(Data entries)
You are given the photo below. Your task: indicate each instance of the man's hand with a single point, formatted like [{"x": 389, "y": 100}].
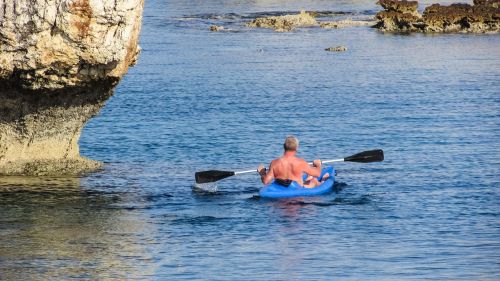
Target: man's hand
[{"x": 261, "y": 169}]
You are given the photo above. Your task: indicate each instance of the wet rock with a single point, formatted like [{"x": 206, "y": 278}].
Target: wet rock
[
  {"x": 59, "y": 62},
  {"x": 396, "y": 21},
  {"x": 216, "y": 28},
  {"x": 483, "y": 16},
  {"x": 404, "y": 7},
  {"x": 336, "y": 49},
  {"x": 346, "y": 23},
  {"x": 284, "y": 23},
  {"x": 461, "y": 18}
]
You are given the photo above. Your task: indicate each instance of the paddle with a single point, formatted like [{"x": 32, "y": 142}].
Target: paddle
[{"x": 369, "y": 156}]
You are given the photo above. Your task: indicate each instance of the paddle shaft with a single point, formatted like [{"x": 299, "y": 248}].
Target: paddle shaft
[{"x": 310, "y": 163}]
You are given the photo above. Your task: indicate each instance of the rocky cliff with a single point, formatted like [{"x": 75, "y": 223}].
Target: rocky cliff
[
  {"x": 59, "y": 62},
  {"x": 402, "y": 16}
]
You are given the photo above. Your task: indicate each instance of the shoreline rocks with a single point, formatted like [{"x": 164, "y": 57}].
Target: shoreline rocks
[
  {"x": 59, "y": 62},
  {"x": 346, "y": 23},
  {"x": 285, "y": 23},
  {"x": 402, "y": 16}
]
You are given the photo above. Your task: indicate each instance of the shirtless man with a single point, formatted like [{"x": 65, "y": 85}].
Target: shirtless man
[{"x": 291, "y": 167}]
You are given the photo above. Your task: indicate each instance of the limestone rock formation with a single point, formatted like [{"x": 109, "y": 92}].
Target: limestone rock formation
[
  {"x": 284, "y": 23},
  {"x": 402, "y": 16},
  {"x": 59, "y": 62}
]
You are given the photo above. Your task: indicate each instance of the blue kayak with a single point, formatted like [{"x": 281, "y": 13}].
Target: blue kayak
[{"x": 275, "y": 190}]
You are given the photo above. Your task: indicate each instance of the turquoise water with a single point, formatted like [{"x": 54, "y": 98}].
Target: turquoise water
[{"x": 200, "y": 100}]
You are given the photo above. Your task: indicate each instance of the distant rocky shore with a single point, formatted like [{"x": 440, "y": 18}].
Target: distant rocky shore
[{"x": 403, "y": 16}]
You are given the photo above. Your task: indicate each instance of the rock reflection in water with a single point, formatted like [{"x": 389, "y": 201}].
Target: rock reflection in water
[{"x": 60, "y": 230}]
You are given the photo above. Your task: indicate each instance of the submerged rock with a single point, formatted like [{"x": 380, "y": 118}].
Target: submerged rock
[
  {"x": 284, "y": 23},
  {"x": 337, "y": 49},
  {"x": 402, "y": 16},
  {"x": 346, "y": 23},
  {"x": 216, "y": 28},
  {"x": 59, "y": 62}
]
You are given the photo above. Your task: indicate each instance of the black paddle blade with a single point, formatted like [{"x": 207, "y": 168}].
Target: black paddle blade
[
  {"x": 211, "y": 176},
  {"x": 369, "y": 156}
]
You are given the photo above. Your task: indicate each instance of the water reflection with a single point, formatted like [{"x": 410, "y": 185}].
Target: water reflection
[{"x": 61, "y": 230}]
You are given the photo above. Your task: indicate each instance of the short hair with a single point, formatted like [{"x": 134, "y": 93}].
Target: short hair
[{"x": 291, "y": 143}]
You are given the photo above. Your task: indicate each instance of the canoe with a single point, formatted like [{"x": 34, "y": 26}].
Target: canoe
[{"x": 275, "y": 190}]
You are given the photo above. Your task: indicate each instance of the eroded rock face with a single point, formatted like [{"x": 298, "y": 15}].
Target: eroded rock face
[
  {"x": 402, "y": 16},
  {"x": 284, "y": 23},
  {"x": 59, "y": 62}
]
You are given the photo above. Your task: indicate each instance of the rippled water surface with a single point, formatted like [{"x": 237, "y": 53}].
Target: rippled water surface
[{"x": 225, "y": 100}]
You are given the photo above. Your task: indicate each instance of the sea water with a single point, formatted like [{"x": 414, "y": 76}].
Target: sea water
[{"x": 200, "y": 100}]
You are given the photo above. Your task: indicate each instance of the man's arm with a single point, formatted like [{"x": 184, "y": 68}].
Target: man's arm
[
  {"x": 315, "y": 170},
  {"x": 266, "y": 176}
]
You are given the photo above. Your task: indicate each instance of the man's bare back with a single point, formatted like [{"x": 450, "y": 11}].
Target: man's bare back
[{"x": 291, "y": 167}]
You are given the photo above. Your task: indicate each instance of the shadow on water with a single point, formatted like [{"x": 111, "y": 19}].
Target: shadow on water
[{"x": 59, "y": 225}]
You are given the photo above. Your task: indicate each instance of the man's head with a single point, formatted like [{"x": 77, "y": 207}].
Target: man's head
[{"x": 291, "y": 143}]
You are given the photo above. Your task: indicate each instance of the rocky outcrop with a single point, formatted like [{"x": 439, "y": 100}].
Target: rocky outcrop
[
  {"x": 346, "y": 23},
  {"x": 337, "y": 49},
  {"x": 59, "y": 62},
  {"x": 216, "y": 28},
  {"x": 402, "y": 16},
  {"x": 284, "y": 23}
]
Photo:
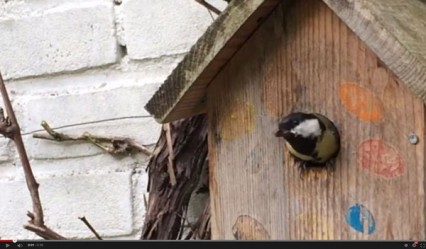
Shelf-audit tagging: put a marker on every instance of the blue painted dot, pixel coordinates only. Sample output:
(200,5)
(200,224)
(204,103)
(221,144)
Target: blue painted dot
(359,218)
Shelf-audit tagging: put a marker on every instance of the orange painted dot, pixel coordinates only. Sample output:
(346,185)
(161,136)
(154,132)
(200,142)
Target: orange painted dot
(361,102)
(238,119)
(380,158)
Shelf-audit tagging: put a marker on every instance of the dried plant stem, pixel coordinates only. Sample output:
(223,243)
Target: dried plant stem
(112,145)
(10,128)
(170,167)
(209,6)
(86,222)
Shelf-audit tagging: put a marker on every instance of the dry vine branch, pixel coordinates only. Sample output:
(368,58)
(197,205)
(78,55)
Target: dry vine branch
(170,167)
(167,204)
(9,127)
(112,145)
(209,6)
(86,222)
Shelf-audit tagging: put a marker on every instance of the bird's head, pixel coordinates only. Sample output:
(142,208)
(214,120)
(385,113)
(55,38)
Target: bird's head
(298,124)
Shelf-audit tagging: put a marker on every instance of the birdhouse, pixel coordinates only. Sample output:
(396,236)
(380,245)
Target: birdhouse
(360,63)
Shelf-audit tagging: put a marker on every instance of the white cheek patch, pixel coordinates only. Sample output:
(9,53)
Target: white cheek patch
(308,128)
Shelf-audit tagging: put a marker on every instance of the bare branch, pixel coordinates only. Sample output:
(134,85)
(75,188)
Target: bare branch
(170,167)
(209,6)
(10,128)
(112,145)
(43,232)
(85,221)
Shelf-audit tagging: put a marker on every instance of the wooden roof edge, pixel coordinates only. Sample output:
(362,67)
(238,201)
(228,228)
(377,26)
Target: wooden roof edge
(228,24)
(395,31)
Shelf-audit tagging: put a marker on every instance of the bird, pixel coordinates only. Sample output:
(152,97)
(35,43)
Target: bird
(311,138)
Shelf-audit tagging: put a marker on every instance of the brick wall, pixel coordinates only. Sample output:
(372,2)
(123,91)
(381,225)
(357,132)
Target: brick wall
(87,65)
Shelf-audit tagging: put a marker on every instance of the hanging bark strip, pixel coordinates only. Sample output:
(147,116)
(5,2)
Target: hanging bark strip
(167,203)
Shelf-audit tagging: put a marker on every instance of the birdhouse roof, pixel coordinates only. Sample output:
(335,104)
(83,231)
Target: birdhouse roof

Your assignment: Ending at the line with "the paddle shaft", reproduce exactly the lines that begin at the top of the data, and include no pictures.

Written solution:
You are given the photo below. Your task: indicate each instance of the man's hand with a single point, formatted like [{"x": 389, "y": 100}].
Target: man's hand
[{"x": 261, "y": 169}]
You are given the photo above. Your task: indicate each instance of the wet rock with a single point, formatted like [{"x": 206, "y": 278}].
Target: wet rock
[
  {"x": 59, "y": 62},
  {"x": 396, "y": 21},
  {"x": 216, "y": 28},
  {"x": 483, "y": 16},
  {"x": 404, "y": 7},
  {"x": 336, "y": 49},
  {"x": 346, "y": 23},
  {"x": 284, "y": 23},
  {"x": 461, "y": 18}
]
You are given the photo above. Your task: indicate each instance of the paddle with a single point, formatted like [{"x": 32, "y": 142}].
Target: paddle
[{"x": 369, "y": 156}]
You are given the photo above. Your task: indicate each instance of the paddle shaft with a single point, formatted like [{"x": 299, "y": 248}].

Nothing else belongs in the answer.